WHAT THE TASK REQUIRES = Pick out every row below that contains the word "door", and copy each one.

:::

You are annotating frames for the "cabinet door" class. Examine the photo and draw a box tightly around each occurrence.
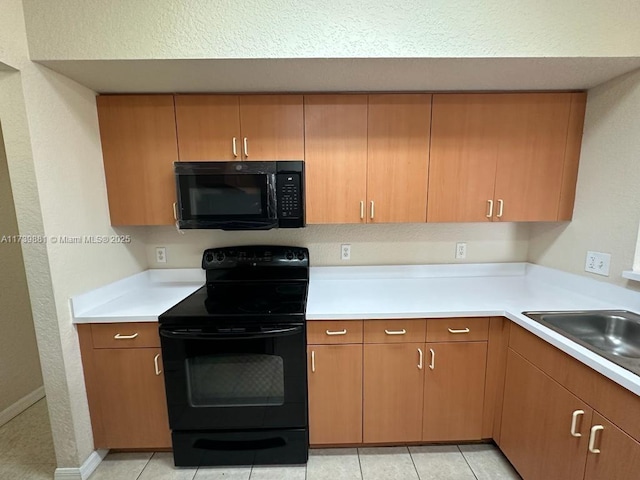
[422,342,487,442]
[366,94,431,223]
[97,95,178,225]
[240,95,304,160]
[363,343,424,443]
[92,348,171,449]
[304,95,367,223]
[584,412,640,480]
[175,95,242,162]
[494,93,572,222]
[500,349,592,480]
[427,94,501,222]
[307,345,362,445]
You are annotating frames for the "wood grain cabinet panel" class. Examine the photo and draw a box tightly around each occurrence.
[78,323,171,449]
[307,344,362,445]
[422,342,487,442]
[584,412,640,480]
[363,343,424,443]
[367,94,431,223]
[307,320,362,345]
[96,95,178,225]
[304,95,367,224]
[500,349,596,480]
[427,93,586,222]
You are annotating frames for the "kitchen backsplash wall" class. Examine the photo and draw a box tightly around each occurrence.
[142,223,530,268]
[529,70,640,288]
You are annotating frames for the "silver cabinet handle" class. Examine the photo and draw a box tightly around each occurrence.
[326,328,347,335]
[447,327,471,333]
[153,354,162,375]
[571,410,584,437]
[589,425,604,453]
[487,200,493,218]
[384,328,407,335]
[113,332,138,340]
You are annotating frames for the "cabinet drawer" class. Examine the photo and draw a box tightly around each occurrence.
[307,320,362,345]
[364,318,427,343]
[427,317,489,342]
[91,322,160,348]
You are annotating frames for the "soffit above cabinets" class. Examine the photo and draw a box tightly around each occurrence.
[40,57,640,93]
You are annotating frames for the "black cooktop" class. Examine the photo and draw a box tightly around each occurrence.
[158,246,309,325]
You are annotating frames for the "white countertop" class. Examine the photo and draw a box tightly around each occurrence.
[71,263,640,395]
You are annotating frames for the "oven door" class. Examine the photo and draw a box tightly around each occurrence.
[160,323,307,431]
[174,162,278,230]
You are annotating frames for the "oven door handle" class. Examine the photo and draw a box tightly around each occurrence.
[160,326,302,340]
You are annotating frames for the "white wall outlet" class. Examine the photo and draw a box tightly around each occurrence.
[156,247,167,263]
[584,252,611,277]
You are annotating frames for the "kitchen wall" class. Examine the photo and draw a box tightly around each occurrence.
[0,125,44,425]
[24,0,640,60]
[0,0,147,467]
[145,223,529,268]
[529,66,640,289]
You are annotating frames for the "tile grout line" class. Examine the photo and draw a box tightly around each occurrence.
[407,447,422,480]
[456,445,479,480]
[136,452,156,480]
[356,448,364,480]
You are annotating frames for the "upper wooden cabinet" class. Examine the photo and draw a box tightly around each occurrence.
[305,94,431,223]
[175,95,304,161]
[366,94,431,223]
[304,95,367,223]
[97,95,178,225]
[427,93,586,222]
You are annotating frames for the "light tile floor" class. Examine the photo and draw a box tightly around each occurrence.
[0,399,520,480]
[0,399,56,480]
[90,444,520,480]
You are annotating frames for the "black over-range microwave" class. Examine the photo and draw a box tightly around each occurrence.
[173,161,304,230]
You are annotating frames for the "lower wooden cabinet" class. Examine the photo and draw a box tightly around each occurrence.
[422,342,487,442]
[500,350,592,480]
[499,327,640,480]
[362,343,424,443]
[78,323,171,449]
[584,412,640,480]
[307,344,362,445]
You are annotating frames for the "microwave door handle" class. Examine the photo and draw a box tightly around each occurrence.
[160,326,302,340]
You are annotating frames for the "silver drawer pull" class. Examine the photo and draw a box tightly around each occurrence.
[327,328,347,335]
[447,328,471,333]
[113,332,138,340]
[384,328,407,335]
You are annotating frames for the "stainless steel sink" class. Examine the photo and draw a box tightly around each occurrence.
[522,310,640,375]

:::

SOLVED EXERCISE =
You are annotating frames for the "cabinet door" class. Examine the photo and draw a box tightly around each occurrence.
You are annotating frames for the "oven door" class. Examine the photo and draw a box tightly around each occurrence.
You are annotating frames for the "oven door handle" class. Examine the photo and draw a box tightly around each occurrence.
You are annotating frames for the "microwave door handle" class. Examine the photo and draw a box tightly around each occurrence.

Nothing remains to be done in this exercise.